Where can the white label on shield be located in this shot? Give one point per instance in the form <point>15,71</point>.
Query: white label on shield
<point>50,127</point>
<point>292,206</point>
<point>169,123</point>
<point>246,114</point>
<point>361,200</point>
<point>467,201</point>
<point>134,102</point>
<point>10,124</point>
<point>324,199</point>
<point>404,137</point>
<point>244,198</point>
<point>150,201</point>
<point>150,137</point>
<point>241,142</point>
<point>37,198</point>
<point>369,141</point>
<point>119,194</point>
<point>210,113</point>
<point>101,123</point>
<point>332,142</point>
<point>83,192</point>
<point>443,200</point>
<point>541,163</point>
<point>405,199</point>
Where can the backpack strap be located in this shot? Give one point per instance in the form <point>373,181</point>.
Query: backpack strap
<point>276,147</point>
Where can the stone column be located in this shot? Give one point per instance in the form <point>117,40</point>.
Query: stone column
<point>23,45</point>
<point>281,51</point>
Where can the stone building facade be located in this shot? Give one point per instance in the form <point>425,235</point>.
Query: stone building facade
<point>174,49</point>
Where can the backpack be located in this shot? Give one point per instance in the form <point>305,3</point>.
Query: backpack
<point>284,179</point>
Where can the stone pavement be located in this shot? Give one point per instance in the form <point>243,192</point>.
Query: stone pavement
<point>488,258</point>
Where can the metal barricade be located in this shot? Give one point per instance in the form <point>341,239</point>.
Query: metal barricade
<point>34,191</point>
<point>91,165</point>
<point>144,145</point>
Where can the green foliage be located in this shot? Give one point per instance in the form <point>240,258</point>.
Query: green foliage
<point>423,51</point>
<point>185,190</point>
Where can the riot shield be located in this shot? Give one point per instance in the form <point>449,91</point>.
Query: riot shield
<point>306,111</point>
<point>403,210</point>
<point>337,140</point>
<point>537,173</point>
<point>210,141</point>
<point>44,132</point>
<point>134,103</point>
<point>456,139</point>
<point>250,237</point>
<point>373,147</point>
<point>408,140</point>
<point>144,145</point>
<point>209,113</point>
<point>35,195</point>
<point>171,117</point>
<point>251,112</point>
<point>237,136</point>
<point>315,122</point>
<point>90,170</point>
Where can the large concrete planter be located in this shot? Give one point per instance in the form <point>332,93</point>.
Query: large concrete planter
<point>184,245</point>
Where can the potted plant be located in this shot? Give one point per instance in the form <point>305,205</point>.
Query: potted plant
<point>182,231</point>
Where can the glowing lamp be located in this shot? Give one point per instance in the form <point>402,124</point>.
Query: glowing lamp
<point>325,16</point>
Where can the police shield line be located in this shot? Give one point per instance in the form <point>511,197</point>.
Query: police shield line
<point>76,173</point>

--------------------------------

### Written problem
Copy out all of the data above, substituting "image" for each "shot" and leaving everything else unchanged.

### Completed task
Where can the white label on shield be located in this image? Give one point per instance in the form <point>15,71</point>.
Query: white label on shield
<point>50,127</point>
<point>292,206</point>
<point>169,123</point>
<point>246,114</point>
<point>361,200</point>
<point>467,201</point>
<point>134,102</point>
<point>10,124</point>
<point>324,199</point>
<point>404,137</point>
<point>244,198</point>
<point>150,201</point>
<point>150,137</point>
<point>241,142</point>
<point>37,198</point>
<point>369,141</point>
<point>119,194</point>
<point>210,113</point>
<point>101,123</point>
<point>332,142</point>
<point>83,192</point>
<point>443,200</point>
<point>541,163</point>
<point>405,199</point>
Where can the backpack strap be located in this image? Give one point per instance in the form <point>373,181</point>.
Query: backpack strap
<point>276,147</point>
Where can the stone column be located in this image? Give one point per instance in the form <point>117,40</point>.
Query: stone column
<point>23,45</point>
<point>281,51</point>
Where can the stone building facade be located in this image? Give one point per instance in the form <point>425,235</point>.
Query: stone building facade
<point>174,49</point>
Where can the backpack be located in this image? Give one point per instance in the form <point>305,3</point>.
Query: backpack
<point>284,179</point>
Where can the stone pavement be located in this image? Give one point per instance in the form <point>243,192</point>.
Query: stone pavement
<point>488,258</point>
Where can the metal barricade be located in this image? Give one point per instance in the form <point>341,239</point>.
Query: metal barricade
<point>34,191</point>
<point>91,165</point>
<point>144,145</point>
Where can the green foliage be located in this image? Give one point per instance in the form <point>240,258</point>.
Query: green foliage
<point>423,51</point>
<point>185,190</point>
Where can the riot shield be located in this image? Give one point per instance in the form <point>449,91</point>.
Query: riot shield
<point>306,111</point>
<point>403,210</point>
<point>337,140</point>
<point>537,173</point>
<point>210,141</point>
<point>44,132</point>
<point>134,103</point>
<point>456,139</point>
<point>250,237</point>
<point>373,147</point>
<point>408,140</point>
<point>144,145</point>
<point>209,113</point>
<point>35,195</point>
<point>171,117</point>
<point>251,112</point>
<point>237,136</point>
<point>315,122</point>
<point>90,170</point>
Where can the large concrete planter be located in this image? Give one point per instance in the form <point>332,93</point>.
Query: large concrete planter
<point>184,245</point>
Where can the potted plant be located in this image? Give one point per instance in the form <point>305,205</point>.
Query: potted plant
<point>182,231</point>
Where can the glowing lamp be located in this image? Give one point per instance in the form <point>402,124</point>.
Query: glowing lamp
<point>325,16</point>
Where can the police shield line be located in this image? Give one point per instance in the form <point>511,197</point>.
Query: police shield line
<point>76,173</point>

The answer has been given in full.